Listed entries:
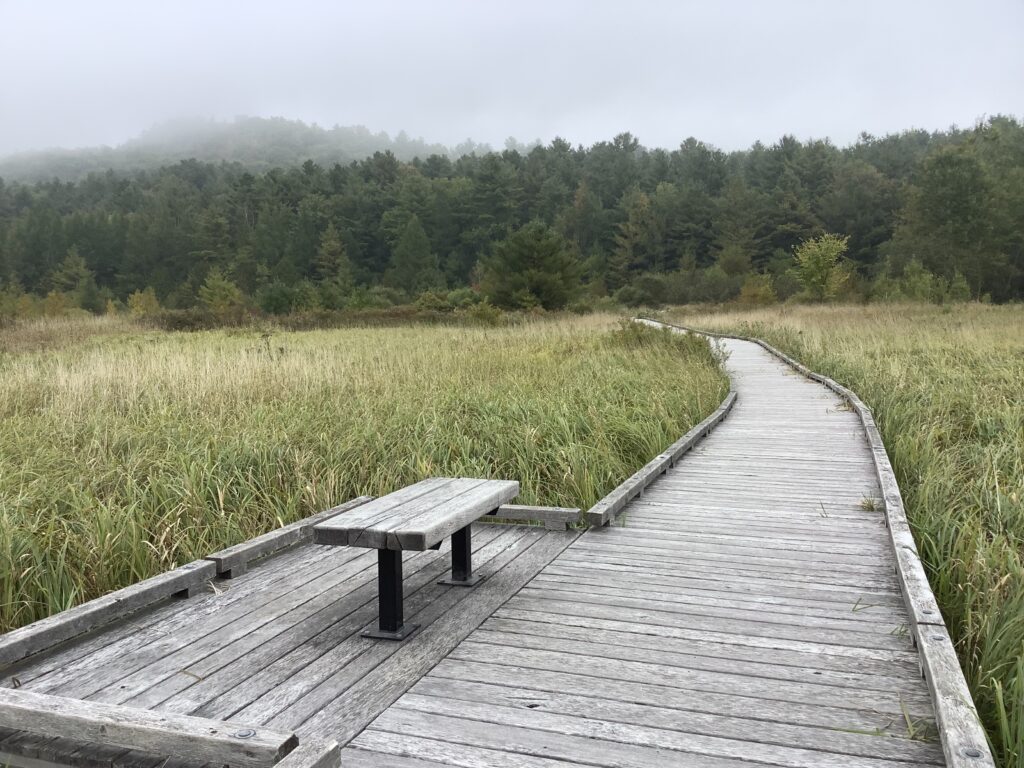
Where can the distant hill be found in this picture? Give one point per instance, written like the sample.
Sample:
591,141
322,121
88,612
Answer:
258,143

Problem statement: Could you turn every line of the records above into a numbered list, skipping any blank lines and leaving the pictures out?

Final result:
1. Where can the distant hill be found in this picture? Give one point per instance, written like the sample.
2. Sample:
3. 591,141
4. 322,121
5. 88,612
6. Answer:
7. 258,143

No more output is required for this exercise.